··· Extract provided
As the starting point of the synchronization recovery a G/D/1/n (generic arrival, deterministic service, single server, and size n buffer) queueing system was designed and implemented to simulate the PLL feedback mechanism. The generic arrival usually represents a slotted system like the ATM network; hence, the Gamma distribution function was used to generate random numbers which corresponds to the interarrival times of the incoming PDUs in the real world. The deterministic service time associates to the server(demux and decoder) in the client or receiver side. After the feedback mechanism enters its stable mode or the PLL gets locked, this service time is no longer a constant and is to be changed with respect to the PLL's output signal which corresponds to the actual frequency of the transmitter.
In order to allow an initial adjustment of the receiver clock, the following assumptions were made.
As mentioned above, for generating jittered interarrival times the gamma distribution function was used. One important assumption made for the simulation is that the maximum amplitude of the jitter on the packet interarrival times must be smaller than half the mean sending period(this condition excludes networks where packets arrive out of sequence). If this condition is not satisfied, the jittered interarrival times will be distributed from zero over a wide range which causes the situation that the PLL is impossible to acquire its lock mode.
In general the jitter is considered as a part of delay. The delay experimented by the N th packet consists of a fixed constant delay(caused by propagation, transmission, and switching) and a jitter which is variable and can be modeled as a random variable[7]. The probability distribution of the fixed and variable components of delay is ploted in the figure below.
Figure 5 shows the basic PLL diagram. One of the most intriguing capabilities of PLL is its ability to suppress noise superimposed on its input signal. Even if the input signal is buried in noise, almost no noise will be noticeable in the output of the loop filter(with low enough corner frequency), and the DCO will operate in such a way that the phase of the PLL's output signal is equal to the average phase of the input signal. As we know, the noise at the input causes the zero crossing(for sinusoidal signals) to be advanced or delayed in a stochastic manner, and this can be seen as same as the network jitter imposed on the incoming PDUs.
······
··· Information provided
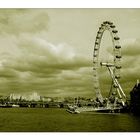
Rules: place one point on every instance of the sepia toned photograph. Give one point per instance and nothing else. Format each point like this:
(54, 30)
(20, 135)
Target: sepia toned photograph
······
Do this ::
Rewrite the stretch of the synchronization recovery text from "As the starting" through "of the transmitter.", changing every "PLL" to "phase-locked loop".

Task solution ::
As the starting point of the synchronization recovery a G/D/1/n (generic arrival, deterministic service, single server, and size n buffer) queueing system was designed and implemented to simulate the phase-locked loop feedback mechanism. The generic arrival usually represents a slotted system like the ATM network; hence, the Gamma distribution function was used to generate random numbers which corresponds to the interarrival times of the incoming PDUs in the real world. The deterministic service time associates to the server(demux and decoder) in the client or receiver side. After the feedback mechanism enters its stable mode or the phase-locked loop gets locked, this service time is no longer a constant and is to be changed with respect to the phase-locked loop's output signal which corresponds to the actual frequency of the transmitter.